- **REQUIREMENTS**: Set down each record exactly as written.

- **SUPPLIED RECORDS**:

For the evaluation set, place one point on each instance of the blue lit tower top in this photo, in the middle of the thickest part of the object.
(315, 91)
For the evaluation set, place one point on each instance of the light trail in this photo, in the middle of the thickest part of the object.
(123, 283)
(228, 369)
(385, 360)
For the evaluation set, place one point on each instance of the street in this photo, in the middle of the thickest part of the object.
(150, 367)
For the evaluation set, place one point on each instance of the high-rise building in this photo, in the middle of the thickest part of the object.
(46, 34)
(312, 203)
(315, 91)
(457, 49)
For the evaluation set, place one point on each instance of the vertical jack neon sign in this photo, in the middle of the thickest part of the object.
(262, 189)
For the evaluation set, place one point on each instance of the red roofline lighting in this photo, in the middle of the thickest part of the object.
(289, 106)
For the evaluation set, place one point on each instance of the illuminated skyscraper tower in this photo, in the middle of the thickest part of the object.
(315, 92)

- **WORKED ANSWER**:
For the evaluation set, place one point on each instance of the blue lit tower top in this photo, in the middle of the thickest part of the object.
(315, 91)
For the evaluation set, place one point on each instance of the light trail in this photo, in the middle of the thickest part of the object.
(123, 283)
(228, 369)
(385, 360)
For the evaluation set, place one point on each instance of the street in this photo, in the middle of the thickest part of the object.
(150, 367)
For the evaluation set, place one point on each instance of the high-rise building in this photo, in the middle of the thickest part of the object.
(46, 34)
(312, 203)
(315, 91)
(457, 49)
For the evaluation set, place one point on each instance of the vertical jack neon sign in this photo, in the middle of the thickest part of the object.
(262, 189)
For the evaluation set, place one point on each instance of the red roofline lighting in this photo, in the middle of the thickest part of the object.
(289, 106)
For the evaluation set, place one point on each instance of the illuminated skyscraper tower in this photo, in the middle of the thickest part of the object.
(315, 92)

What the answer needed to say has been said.